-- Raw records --
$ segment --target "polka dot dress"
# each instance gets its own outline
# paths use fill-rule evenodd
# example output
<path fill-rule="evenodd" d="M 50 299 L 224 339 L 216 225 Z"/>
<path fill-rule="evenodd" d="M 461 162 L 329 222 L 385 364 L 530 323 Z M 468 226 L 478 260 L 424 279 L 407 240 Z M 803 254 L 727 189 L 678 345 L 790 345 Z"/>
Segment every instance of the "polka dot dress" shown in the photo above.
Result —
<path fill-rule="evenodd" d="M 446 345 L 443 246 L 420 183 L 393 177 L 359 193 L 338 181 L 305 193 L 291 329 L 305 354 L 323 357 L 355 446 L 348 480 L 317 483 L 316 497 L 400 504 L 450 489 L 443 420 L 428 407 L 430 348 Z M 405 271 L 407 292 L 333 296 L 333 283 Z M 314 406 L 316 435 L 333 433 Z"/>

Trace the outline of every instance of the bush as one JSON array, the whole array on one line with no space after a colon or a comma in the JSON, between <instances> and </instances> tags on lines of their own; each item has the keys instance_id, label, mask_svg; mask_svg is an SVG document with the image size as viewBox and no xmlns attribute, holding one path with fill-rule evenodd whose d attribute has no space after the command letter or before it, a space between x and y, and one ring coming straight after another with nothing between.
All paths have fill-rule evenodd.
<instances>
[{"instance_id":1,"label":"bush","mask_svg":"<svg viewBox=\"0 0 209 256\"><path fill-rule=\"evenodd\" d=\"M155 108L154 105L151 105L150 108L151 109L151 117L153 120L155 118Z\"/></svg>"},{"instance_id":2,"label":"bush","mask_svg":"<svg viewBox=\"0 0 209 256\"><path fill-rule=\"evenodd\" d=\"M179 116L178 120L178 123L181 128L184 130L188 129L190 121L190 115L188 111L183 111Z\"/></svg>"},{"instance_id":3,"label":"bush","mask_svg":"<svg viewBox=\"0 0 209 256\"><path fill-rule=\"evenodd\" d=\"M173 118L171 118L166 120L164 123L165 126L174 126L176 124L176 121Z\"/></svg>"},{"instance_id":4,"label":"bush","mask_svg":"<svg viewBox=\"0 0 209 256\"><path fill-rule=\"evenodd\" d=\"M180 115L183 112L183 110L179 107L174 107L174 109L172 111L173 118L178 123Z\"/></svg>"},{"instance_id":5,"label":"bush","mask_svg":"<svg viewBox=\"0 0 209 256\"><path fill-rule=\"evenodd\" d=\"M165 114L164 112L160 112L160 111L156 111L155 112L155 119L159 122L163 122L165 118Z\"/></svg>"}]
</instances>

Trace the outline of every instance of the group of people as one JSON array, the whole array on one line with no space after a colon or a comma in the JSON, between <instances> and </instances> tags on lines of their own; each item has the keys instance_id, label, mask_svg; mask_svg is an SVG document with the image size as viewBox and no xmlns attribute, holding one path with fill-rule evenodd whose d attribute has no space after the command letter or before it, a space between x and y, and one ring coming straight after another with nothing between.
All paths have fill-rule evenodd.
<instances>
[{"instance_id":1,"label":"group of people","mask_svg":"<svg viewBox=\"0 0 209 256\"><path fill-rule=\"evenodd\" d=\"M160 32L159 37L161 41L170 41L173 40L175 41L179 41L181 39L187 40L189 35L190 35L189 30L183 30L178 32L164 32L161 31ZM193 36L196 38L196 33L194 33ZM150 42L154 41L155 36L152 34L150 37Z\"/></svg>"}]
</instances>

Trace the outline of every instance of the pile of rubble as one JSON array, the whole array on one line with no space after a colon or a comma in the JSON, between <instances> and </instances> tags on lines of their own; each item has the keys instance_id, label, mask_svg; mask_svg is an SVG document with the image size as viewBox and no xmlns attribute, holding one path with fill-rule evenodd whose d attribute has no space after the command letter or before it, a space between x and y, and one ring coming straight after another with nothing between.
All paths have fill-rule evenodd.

-- EXERCISE TASK --
Rewrite every line of the raw records above as a numbered list, leaving out the blank lines.

-- OUTPUT OF THE EXERCISE --
1. $ segment --target "polka dot dress"
2. # each instance gets its own outline
3. # paths use fill-rule evenodd
4. # example output
5. <path fill-rule="evenodd" d="M 50 299 L 224 339 L 216 225 Z"/>
6. <path fill-rule="evenodd" d="M 461 162 L 329 222 L 385 364 L 530 323 Z M 468 226 L 478 260 L 424 279 L 407 240 Z M 803 254 L 727 189 L 678 345 L 790 345 Z"/>
7. Segment every instance of the "polka dot dress" shown in the photo above.
8. Result —
9. <path fill-rule="evenodd" d="M 446 345 L 443 246 L 420 183 L 393 177 L 359 193 L 338 181 L 305 193 L 291 329 L 305 354 L 323 357 L 355 446 L 348 480 L 317 483 L 316 497 L 400 504 L 450 489 L 443 420 L 428 407 L 430 348 Z M 405 271 L 407 292 L 333 296 L 333 283 Z M 314 406 L 316 435 L 333 433 Z"/>
10. Trace the outline of every instance of the bush as one JSON array, the whole array on one line with no space after a colon or a comma in the JSON, between <instances> and </instances> tags on lines of their own; each item has the keys instance_id, label, mask_svg; mask_svg is an SVG document with the image size as viewBox and no xmlns attribute, holding one path with fill-rule evenodd whose d attribute has no space after the command letter or before it, a space between x and y, and one ring coming straight after another with nothing between.
11. All paths have fill-rule evenodd.
12. <instances>
13. [{"instance_id":1,"label":"bush","mask_svg":"<svg viewBox=\"0 0 209 256\"><path fill-rule=\"evenodd\" d=\"M155 108L154 105L151 105L150 108L151 109L151 117L153 120L155 118Z\"/></svg>"},{"instance_id":2,"label":"bush","mask_svg":"<svg viewBox=\"0 0 209 256\"><path fill-rule=\"evenodd\" d=\"M179 116L178 120L178 123L181 128L184 130L188 129L190 121L190 115L188 111L183 111Z\"/></svg>"},{"instance_id":3,"label":"bush","mask_svg":"<svg viewBox=\"0 0 209 256\"><path fill-rule=\"evenodd\" d=\"M173 118L171 118L166 120L164 123L165 126L174 126L176 124L176 121Z\"/></svg>"},{"instance_id":4,"label":"bush","mask_svg":"<svg viewBox=\"0 0 209 256\"><path fill-rule=\"evenodd\" d=\"M180 115L183 112L183 110L179 107L174 107L174 109L172 111L173 118L178 123Z\"/></svg>"},{"instance_id":5,"label":"bush","mask_svg":"<svg viewBox=\"0 0 209 256\"><path fill-rule=\"evenodd\" d=\"M165 114L164 112L160 112L160 111L156 111L155 112L155 119L159 122L163 122L165 118Z\"/></svg>"}]
14. </instances>
15. Trace the outline of every instance of the group of people as one JSON array, the whole array on one line with no space after a colon or a comma in the JSON, between <instances> and </instances> tags on lines of their own; each item has the keys instance_id, label, mask_svg; mask_svg is an SVG document with the image size as viewBox and no xmlns attribute, holding one path with fill-rule evenodd whose d attribute has no space after the command letter or before it, a space between x and y, and one ring coming straight after another with nothing between.
16. All paths have fill-rule evenodd.
17. <instances>
18. [{"instance_id":1,"label":"group of people","mask_svg":"<svg viewBox=\"0 0 209 256\"><path fill-rule=\"evenodd\" d=\"M160 32L159 37L161 41L170 41L173 40L175 41L179 41L181 39L187 40L189 35L190 35L189 30L183 30L178 32L164 32L161 31ZM193 36L196 38L196 33L194 33ZM150 42L154 41L155 36L152 34L150 37Z\"/></svg>"}]
19. </instances>
20. Trace the outline of every instance of the pile of rubble as one JSON array, the whole array on one line with no space after a colon or a comma in the JSON, between <instances> and </instances> tags on lines of their own; each item has the keys instance_id, label, mask_svg; mask_svg is an SVG document with the image size as viewBox and no xmlns attribute, holding one path with fill-rule evenodd whose d attribute has no space after the command letter or before it, a space between x and y, and one ring coming straight after another with nothing between.
21. All paths have fill-rule evenodd.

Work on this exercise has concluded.